- **Excerpted passage**
◇ ◇ ◇ ◇

Reviewed by Derek Catsam (Department of History and Contemporary History Institute, Ohio University)
Published on H-Arete (June, 2000)
Red Grange and the Rise of Sports Iconography
Red Grange and the Rise of Sports Iconography
F. Scott Fitzgerald always regretted being unable to play college football when he was an undergraduate at Princeton. On 21 January 1928 the Saturday Evening Post published Fitzgerald's short story, "The Bowl." "The Bowl" was Fitzgerald's only published short story with football as its central theme, although some of his stories had football as a backdrop of sorts. In "The Bowl," Dolly Harlan, a Princeton undergraduate, is one of the stars of the Princeton eleven. Nonetheless, despite his status on a campus swept up in the wave of college football that was sweeping the nation in the 1920s, Harlan is remarkably ambivalent about the game and its place in his life. He fears catching punts in the Yale Bowl, the stadium that gives the story its title. His new girlfriend hates the game, as her brother had died in a college game. Yet after he intentionally breaks his ankle to get him out of his senior season, he finds that he misses the game profoundly. He misses the adulation, the rush, the sense of belonging on a team. And so he decides to play for one last time on a gimpy ankle.
As with most all of Fitzgerald's Jazz Age work, "The Bowl" evokes the Roaring Twenties--the glamorous but somewhat vacuous lives and obsessions of the Ivy League elite; the tribulations of love and loss and longing; the themes that captured the attention of the circles of society in which Fitzgerald traveled and aspired. "The Bowl," in sum, is about more than college football, although college football is a central theme in the story. It is clear, however, that Fitzgerald understood the prominence of college football in the 1920s, of the romance the game inspired, and of the status that it held not only on campuses across the country but amongst the American public as well.

◇ ◇ ◇ ◇

- **Written request A**
Swap "Roaring Twenties" for "postwar decade" and write out the review between "As with most" and "public as well.", inclusive.

- **Input rows**

◇ ◇ ◇ ◇

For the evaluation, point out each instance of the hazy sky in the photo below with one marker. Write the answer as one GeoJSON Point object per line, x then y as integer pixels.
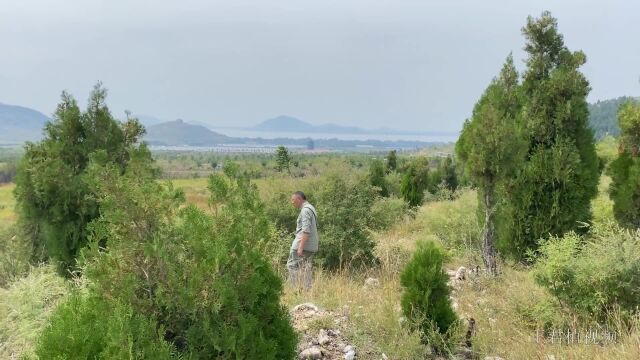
{"type": "Point", "coordinates": [398, 63]}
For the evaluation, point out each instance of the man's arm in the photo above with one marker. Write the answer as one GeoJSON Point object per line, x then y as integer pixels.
{"type": "Point", "coordinates": [306, 229]}
{"type": "Point", "coordinates": [303, 238]}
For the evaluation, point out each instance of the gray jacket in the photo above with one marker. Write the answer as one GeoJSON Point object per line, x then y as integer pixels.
{"type": "Point", "coordinates": [307, 223]}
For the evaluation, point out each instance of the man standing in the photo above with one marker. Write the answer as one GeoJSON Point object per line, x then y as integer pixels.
{"type": "Point", "coordinates": [305, 244]}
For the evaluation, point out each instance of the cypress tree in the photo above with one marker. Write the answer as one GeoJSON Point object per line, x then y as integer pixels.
{"type": "Point", "coordinates": [490, 147]}
{"type": "Point", "coordinates": [559, 176]}
{"type": "Point", "coordinates": [625, 169]}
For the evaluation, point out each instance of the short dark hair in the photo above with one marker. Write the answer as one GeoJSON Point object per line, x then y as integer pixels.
{"type": "Point", "coordinates": [301, 194]}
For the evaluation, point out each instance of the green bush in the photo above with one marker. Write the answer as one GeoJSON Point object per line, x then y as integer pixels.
{"type": "Point", "coordinates": [386, 212]}
{"type": "Point", "coordinates": [425, 299]}
{"type": "Point", "coordinates": [15, 254]}
{"type": "Point", "coordinates": [454, 223]}
{"type": "Point", "coordinates": [199, 282]}
{"type": "Point", "coordinates": [54, 200]}
{"type": "Point", "coordinates": [625, 169]}
{"type": "Point", "coordinates": [592, 276]}
{"type": "Point", "coordinates": [345, 219]}
{"type": "Point", "coordinates": [86, 327]}
{"type": "Point", "coordinates": [25, 306]}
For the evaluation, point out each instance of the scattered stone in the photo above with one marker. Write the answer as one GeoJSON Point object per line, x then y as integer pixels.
{"type": "Point", "coordinates": [323, 338]}
{"type": "Point", "coordinates": [311, 354]}
{"type": "Point", "coordinates": [371, 283]}
{"type": "Point", "coordinates": [305, 307]}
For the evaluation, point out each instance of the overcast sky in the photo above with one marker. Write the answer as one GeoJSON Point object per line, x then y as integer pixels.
{"type": "Point", "coordinates": [398, 63]}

◇ ◇ ◇ ◇

- **Written request B**
Count the lines of the records that contain the string "cypress", treating case as significant, and give only the number.

- **Finished answer A**
As with most all of Fitzgerald's Jazz Age work, "The Bowl" evokes the postwar decade--the glamorous but somewhat vacuous lives and obsessions of the Ivy League elite; the tribulations of love and loss and longing; the themes that captured the attention of the circles of society in which Fitzgerald traveled and aspired. "The Bowl," in sum, is about more than college football, although college football is a central theme in the story. It is clear, however, that Fitzgerald understood the prominence of college football in the 1920s, of the romance the game inspired, and of the status that it held not only on campuses across the country but amongst the American public as well.

- **Finished answer B**
1